## START
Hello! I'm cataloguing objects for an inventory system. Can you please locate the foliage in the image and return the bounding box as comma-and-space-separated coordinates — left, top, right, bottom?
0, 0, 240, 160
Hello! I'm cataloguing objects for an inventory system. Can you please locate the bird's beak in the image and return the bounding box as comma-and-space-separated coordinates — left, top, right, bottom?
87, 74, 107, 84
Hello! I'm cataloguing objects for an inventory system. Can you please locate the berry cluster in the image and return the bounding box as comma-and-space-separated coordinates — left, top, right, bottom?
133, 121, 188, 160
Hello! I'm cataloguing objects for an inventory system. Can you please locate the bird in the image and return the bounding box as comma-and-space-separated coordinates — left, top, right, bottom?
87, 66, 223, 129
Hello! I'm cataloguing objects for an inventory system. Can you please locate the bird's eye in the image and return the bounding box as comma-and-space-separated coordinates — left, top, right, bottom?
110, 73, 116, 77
## END
Copy each of the lines above word for word, leaving out nothing and changing nothing.

- [Correct answer]:
Hello! I'm cataloguing objects for an inventory system. Can you please locate the foliage in the image and return the bounding box as comma-and-space-separated coordinates — left, top, right, bottom?
0, 0, 240, 160
Hello! I'm cataloguing objects for an inventory system. Can you please locate the bird's beak in the image and return the bounding box as comma-and-space-separated coordinates — left, top, right, bottom?
87, 74, 107, 84
Hello! I'm cataloguing objects for an inventory system. Can you please locate the berry cluster in the image and return the bounding box as comma-and-space-separated coordinates — left, top, right, bottom?
133, 121, 188, 160
Hello! I'm cataloguing objects for an inventory system. Can you please locate the bird in the image and return the bounding box as comma-and-space-separated coordinates — left, top, right, bottom?
87, 66, 223, 129
Hello! I'm cataloguing objects for an inventory system. Can you please locate the bird's eye in the image and return the bounding box as comma-and-space-separated coordinates — left, top, right, bottom?
110, 73, 116, 77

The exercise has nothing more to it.